What you should do = Turn every line of the records below into a Markdown table with two columns, Row and Line. Give each line its number in order under Row and its text under Line, leaving out blank lines.

Supplied records =
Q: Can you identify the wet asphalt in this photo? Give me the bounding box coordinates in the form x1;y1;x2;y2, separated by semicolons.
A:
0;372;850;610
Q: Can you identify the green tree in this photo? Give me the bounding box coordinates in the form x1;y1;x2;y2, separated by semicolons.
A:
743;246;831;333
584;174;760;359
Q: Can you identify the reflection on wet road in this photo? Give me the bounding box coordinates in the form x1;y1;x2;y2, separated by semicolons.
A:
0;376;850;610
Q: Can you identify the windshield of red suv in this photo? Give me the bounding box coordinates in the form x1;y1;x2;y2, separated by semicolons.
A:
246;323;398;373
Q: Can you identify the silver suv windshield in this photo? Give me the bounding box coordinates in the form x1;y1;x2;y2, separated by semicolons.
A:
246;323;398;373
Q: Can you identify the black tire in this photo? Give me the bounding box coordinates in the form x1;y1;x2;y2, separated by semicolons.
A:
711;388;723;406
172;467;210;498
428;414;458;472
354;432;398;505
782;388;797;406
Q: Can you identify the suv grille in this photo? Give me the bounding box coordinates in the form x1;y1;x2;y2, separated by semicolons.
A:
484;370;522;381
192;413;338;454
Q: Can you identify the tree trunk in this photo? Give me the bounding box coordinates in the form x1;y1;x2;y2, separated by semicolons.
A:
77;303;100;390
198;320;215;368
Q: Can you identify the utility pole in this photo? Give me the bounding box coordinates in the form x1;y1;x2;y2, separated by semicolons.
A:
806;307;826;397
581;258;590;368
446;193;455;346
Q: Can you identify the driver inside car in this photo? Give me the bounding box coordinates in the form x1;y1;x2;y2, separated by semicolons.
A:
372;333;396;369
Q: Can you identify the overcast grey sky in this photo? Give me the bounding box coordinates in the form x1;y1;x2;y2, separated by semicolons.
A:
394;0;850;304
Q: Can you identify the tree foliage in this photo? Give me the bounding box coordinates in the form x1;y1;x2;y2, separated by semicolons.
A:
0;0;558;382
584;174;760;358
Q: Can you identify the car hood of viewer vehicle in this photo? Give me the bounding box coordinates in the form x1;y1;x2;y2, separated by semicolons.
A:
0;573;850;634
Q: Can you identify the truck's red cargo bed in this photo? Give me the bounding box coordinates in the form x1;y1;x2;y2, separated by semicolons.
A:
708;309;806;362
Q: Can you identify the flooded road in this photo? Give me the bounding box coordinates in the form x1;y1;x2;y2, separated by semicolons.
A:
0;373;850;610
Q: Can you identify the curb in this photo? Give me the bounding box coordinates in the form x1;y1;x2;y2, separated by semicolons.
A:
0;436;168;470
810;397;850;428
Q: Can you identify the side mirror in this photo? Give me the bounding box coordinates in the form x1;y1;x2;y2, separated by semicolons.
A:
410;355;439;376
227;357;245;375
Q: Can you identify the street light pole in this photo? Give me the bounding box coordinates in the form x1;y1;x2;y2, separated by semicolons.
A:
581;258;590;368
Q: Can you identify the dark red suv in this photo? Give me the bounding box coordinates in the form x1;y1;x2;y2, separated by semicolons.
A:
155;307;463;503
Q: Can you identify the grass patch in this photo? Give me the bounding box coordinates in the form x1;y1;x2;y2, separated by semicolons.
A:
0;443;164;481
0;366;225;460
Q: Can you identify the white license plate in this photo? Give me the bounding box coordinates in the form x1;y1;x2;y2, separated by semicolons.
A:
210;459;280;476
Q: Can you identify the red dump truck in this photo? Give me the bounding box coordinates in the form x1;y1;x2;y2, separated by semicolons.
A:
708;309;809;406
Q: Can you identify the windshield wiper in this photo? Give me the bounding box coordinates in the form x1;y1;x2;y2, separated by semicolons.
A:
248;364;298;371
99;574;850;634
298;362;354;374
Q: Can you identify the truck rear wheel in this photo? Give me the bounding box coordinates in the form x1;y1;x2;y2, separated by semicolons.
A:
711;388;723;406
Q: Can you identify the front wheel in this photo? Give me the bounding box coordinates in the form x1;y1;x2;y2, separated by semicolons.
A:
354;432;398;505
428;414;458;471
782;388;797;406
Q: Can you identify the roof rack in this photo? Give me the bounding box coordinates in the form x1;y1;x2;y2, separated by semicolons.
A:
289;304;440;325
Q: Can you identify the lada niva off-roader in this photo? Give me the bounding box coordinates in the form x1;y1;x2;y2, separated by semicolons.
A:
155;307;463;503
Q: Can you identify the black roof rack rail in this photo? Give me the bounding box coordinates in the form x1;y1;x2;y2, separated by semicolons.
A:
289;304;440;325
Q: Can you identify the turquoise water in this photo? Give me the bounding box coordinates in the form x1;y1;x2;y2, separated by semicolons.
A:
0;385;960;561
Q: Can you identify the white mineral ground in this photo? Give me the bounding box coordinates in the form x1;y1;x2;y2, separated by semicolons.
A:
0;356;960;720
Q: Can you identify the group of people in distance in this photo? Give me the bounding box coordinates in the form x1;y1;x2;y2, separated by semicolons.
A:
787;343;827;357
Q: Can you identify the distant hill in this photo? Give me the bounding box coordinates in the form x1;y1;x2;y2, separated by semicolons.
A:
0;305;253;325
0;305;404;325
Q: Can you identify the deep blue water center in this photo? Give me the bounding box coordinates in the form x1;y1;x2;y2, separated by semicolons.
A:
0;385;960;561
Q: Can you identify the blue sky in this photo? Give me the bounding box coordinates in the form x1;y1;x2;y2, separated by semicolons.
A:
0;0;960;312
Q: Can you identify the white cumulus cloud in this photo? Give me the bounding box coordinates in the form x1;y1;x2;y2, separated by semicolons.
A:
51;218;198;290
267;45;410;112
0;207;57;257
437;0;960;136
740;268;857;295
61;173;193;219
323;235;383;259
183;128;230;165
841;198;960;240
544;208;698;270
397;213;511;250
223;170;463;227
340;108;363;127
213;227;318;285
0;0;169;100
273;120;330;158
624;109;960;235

Task answer =
| Row | Line |
|---|---|
| 1 | Q: Can you identify the wet asphalt in this photo? Give me the bounding box coordinates in the form x1;y1;x2;y2, separated by semicolons. |
| 2 | A: |
| 3 | 0;372;850;610 |
| 4 | Q: Can you identify the green tree in this photo? Give me the bounding box coordinates in the form x1;y1;x2;y2, separated by semicolons. |
| 5 | A: |
| 6 | 743;246;831;333 |
| 7 | 584;174;760;359 |
| 8 | Q: Can you identify the reflection on wet road in this photo? Give me the bounding box coordinates in the form x1;y1;x2;y2, separated by semicolons. |
| 9 | A: |
| 10 | 0;376;850;610 |
| 11 | Q: Can you identify the windshield of red suv in this photo? Give me the bounding box coordinates in the form x1;y1;x2;y2, separated by semicolons. |
| 12 | A: |
| 13 | 246;323;398;373 |
| 14 | Q: Can you identify the silver suv windshield in this photo? Give me the bounding box coordinates in the form x1;y1;x2;y2, separated by semicolons. |
| 15 | A: |
| 16 | 246;323;398;373 |
| 17 | Q: Can you identify the black tire in this photo? Give me the bounding box coordinates in the form x1;y1;x2;y2, separated by semicolons. |
| 18 | A: |
| 19 | 711;388;723;406 |
| 20 | 172;467;210;498 |
| 21 | 428;414;458;472 |
| 22 | 354;432;398;505 |
| 23 | 782;388;797;406 |
| 24 | Q: Can you identify the suv grille in this photo? Give me the bounding box coordinates in the form x1;y1;x2;y2, separated by semicolons. |
| 25 | A: |
| 26 | 484;370;522;381 |
| 27 | 192;413;338;454 |
| 28 | Q: Can you identify the tree trunk in this photo? Give me the bounding box coordinates in the form x1;y1;x2;y2, separated by semicolons. |
| 29 | A: |
| 30 | 77;303;100;390 |
| 31 | 198;320;215;368 |
| 32 | Q: Can you identify the utility pole in this photo? Give me the bounding box coordinates in the form x1;y1;x2;y2, separated by semicolons. |
| 33 | A: |
| 34 | 806;307;826;397 |
| 35 | 581;258;590;368 |
| 36 | 446;193;455;346 |
| 37 | Q: Can you identify the driver inside car in this photo? Give me the bounding box coordinates in the form x1;y1;x2;y2, separated by semicolons. |
| 38 | A: |
| 39 | 372;333;396;369 |
| 40 | Q: Can you identify the overcast grey sky in this photo? Give me the bounding box coordinates in the form x1;y1;x2;y2, separated by semicolons. |
| 41 | A: |
| 42 | 394;0;850;304 |
| 43 | Q: Can you identify the tree foliage in this photo? Give me the bounding box coordinates in the form x1;y1;x2;y2, separated by semicolons. |
| 44 | A: |
| 45 | 0;0;558;382 |
| 46 | 584;174;760;358 |
| 47 | Q: Can you identify the car hood of viewer vehicle in this photo? Give me the bounding box coordinates in the form x1;y1;x2;y2, separated by semicolons. |
| 48 | A: |
| 49 | 0;573;850;634 |
| 50 | Q: Can you identify the truck's red cargo bed in this photo? Give me the bounding box coordinates in the form x1;y1;x2;y2, separated by semicolons. |
| 51 | A: |
| 52 | 708;309;806;362 |
| 53 | Q: Can you identify the flooded road in this photo? Give me the bounding box coordinates in the form x1;y1;x2;y2, separated by semicolons. |
| 54 | A: |
| 55 | 0;373;850;610 |
| 56 | Q: Can you identify the curb in this photo? Give me the bounding box coordinates in the form x1;y1;x2;y2, separated by semicolons. |
| 57 | A: |
| 58 | 0;436;168;470 |
| 59 | 810;397;850;428 |
| 60 | Q: Can you identify the side mirror in this photo? Give me the bounding box coordinates in the form x1;y1;x2;y2, separated by semicolons. |
| 61 | A: |
| 62 | 410;355;439;376 |
| 63 | 227;357;245;375 |
| 64 | Q: Can you identify the street light pole in this photo? Give me the bounding box coordinates in the form x1;y1;x2;y2, separated by semicolons. |
| 65 | A: |
| 66 | 581;258;590;368 |
| 67 | Q: Can you identify the dark red suv in this photo? Give me the bounding box coordinates in the form x1;y1;x2;y2, separated by semicolons. |
| 68 | A: |
| 69 | 155;307;463;503 |
| 70 | Q: Can you identify the grass patch in this photo? Give me the bounding box coordinates in the form x1;y1;x2;y2, separated by semicolons. |
| 71 | A: |
| 72 | 0;443;164;481 |
| 73 | 0;366;225;460 |
| 74 | Q: Can you identify the white license plate in this photo? Give me the bounding box coordinates in the form x1;y1;x2;y2, separated by semicolons. |
| 75 | A: |
| 76 | 210;459;280;476 |
| 77 | Q: Can you identify the red dump truck in this photo? Give me the bounding box coordinates in the form x1;y1;x2;y2, separated by semicolons. |
| 78 | A: |
| 79 | 708;309;809;406 |
| 80 | Q: Can you identify the windshield wiper in this photo? Give me the bounding box coordinates in the form x1;y1;x2;y2, separated by semicolons. |
| 81 | A: |
| 82 | 248;364;298;371 |
| 83 | 99;574;850;634 |
| 84 | 298;362;354;374 |
| 85 | Q: Can you identify the truck rear wheel in this photo? Give me the bounding box coordinates in the form x1;y1;x2;y2, separated by semicolons. |
| 86 | A: |
| 87 | 711;388;723;406 |
| 88 | Q: Can you identify the front wheel in this photo? Give me the bounding box coordinates in the form x1;y1;x2;y2, separated by semicolons. |
| 89 | A: |
| 90 | 354;432;398;505 |
| 91 | 428;414;458;471 |
| 92 | 782;388;797;406 |
| 93 | Q: Can you identify the roof rack in this photo? Give me the bounding box coordinates in the form x1;y1;x2;y2, separated by semicolons. |
| 94 | A: |
| 95 | 289;304;440;325 |
| 96 | Q: Can you identify the lada niva off-roader in this photo? Give me the bounding box coordinates in the form x1;y1;x2;y2, separated by semicolons. |
| 97 | A: |
| 98 | 155;307;463;503 |
| 99 | Q: Can you identify the black roof rack rail in this photo? Give me the bounding box coordinates in the form x1;y1;x2;y2, separated by semicolons. |
| 100 | A: |
| 101 | 289;304;440;325 |
| 102 | Q: Can you identify the turquoise water in this photo? Give me the bounding box coordinates in the form x1;y1;x2;y2, separated by semicolons. |
| 103 | A: |
| 104 | 0;385;960;561 |
| 105 | Q: Can you identify the white mineral ground in this photo? Give me the bounding box coordinates in the form x1;y1;x2;y2, separated by semicolons. |
| 106 | A: |
| 107 | 0;356;960;720 |
| 108 | Q: Can you identify the group of people in distance in this photo? Give me the bounding box coordinates in the form x1;y1;x2;y2, separated by semicolons. |
| 109 | A: |
| 110 | 787;343;827;357 |
| 111 | Q: Can you identify the distant hill in this photo? Give me the bounding box coordinates in the form x1;y1;x2;y2, separated by semicolons. |
| 112 | A: |
| 113 | 0;305;253;325 |
| 114 | 0;305;404;325 |
| 115 | Q: Can you identify the deep blue water center in this photo? Give me the bounding box coordinates in the form x1;y1;x2;y2, separated by semicolons. |
| 116 | A: |
| 117 | 0;385;960;561 |
| 118 | Q: Can you identify the blue sky in this photo? Give me the bounding box coordinates in the form x1;y1;x2;y2, separated by semicolons. |
| 119 | A: |
| 120 | 0;0;960;312 |
| 121 | Q: Can you identify the white cumulus cloud in this photo? Give me the bounding box coordinates in the form x1;y1;x2;y2, separated by semicolons. |
| 122 | A: |
| 123 | 51;218;198;290 |
| 124 | 267;45;410;112 |
| 125 | 0;207;57;257 |
| 126 | 437;0;960;136 |
| 127 | 740;268;857;295 |
| 128 | 61;173;193;219 |
| 129 | 323;235;383;259 |
| 130 | 183;128;230;165 |
| 131 | 841;198;960;240 |
| 132 | 544;208;698;270 |
| 133 | 397;213;511;250 |
| 134 | 223;170;463;227 |
| 135 | 340;108;363;127 |
| 136 | 213;227;318;285 |
| 137 | 0;0;169;100 |
| 138 | 273;120;330;158 |
| 139 | 624;109;960;235 |